TASK TO COMPLETE –
Every line below must be reproduced exactly. Copy them all.

SUPPLIED RECORDS –

++++++++++

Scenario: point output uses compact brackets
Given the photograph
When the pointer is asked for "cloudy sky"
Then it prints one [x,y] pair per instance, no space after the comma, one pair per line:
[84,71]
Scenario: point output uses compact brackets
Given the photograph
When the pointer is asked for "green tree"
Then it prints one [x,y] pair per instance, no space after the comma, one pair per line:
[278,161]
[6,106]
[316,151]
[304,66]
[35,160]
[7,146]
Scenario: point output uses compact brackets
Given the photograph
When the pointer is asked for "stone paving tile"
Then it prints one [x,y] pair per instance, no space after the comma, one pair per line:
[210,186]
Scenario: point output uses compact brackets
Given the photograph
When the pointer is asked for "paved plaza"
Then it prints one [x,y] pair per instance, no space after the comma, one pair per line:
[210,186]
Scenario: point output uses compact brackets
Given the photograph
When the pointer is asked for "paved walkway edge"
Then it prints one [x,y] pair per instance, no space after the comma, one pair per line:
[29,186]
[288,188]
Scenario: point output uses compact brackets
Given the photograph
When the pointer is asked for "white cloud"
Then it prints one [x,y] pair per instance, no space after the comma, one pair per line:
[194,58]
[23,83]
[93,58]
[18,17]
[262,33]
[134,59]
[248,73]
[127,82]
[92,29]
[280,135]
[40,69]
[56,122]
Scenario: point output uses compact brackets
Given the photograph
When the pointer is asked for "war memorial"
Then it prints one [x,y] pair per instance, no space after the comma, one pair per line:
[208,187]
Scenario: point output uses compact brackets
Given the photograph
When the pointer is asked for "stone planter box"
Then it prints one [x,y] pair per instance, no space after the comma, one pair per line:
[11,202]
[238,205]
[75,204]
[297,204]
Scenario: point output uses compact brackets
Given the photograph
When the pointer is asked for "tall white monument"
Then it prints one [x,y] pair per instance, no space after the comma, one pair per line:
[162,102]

++++++++++

COMPLETE RESPONSE –
Scenario: point output uses compact brackets
Given the photograph
When the pointer is asked for "cloudy sky"
Then it prints one [x,y] pair per instance, no space after the comma, one pair per line:
[84,71]
Scenario: point output uses compact brackets
Given the photograph
When the pointer is asked for "green tree"
Then it prints one [x,y] pair per instance, no space after the comma, one pair per line:
[278,161]
[6,106]
[316,151]
[304,66]
[35,160]
[7,146]
Scenario: point output uses compact brackets
Given the photograph
When the pointer is asked for "stone paving tile"
Then it prints one [x,y] pair per instance, no space after the comma, one pair per line:
[210,186]
Scenario: point output uses compact brackets
Given the photograph
When the pointer is asked for "paved plaza"
Then it prints one [x,y] pair per instance, no space after the comma, one pair per line:
[210,186]
Scenario: point output uses compact brackets
Given the photograph
When the pointer is asked for "paved walkway edge"
Then it prints one [x,y] pair per instance, no space after the comma, one pair per line:
[29,186]
[288,188]
Scenario: point output uses compact brackets
Given the photograph
When the pointer is asked for "white cloud"
Then it prints one [x,y] pair per instance, no space after the comma, one pair per line:
[194,58]
[23,83]
[93,58]
[18,17]
[262,33]
[134,59]
[248,73]
[127,82]
[92,29]
[280,135]
[40,69]
[56,122]
Scenario: point output uses compact brackets
Given the photograph
When the pointer is asked for "war memorial"
Then it prints one [x,y] pair per instance, no space after the comma, one pair per line:
[208,187]
Scenario: point output uses compact brackets
Given the photograph
When the pointer is asked for "stone planter box"
Then it prints one [x,y] pair per instance, no space after the comma, one pair per line:
[11,202]
[238,205]
[75,204]
[297,204]
Scenario: point output uses compact brackets
Given the photograph
When the pointer is asked for "tall white monument"
Then it prints one [x,y] pair per instance, no space after the comma, one pair per line:
[162,102]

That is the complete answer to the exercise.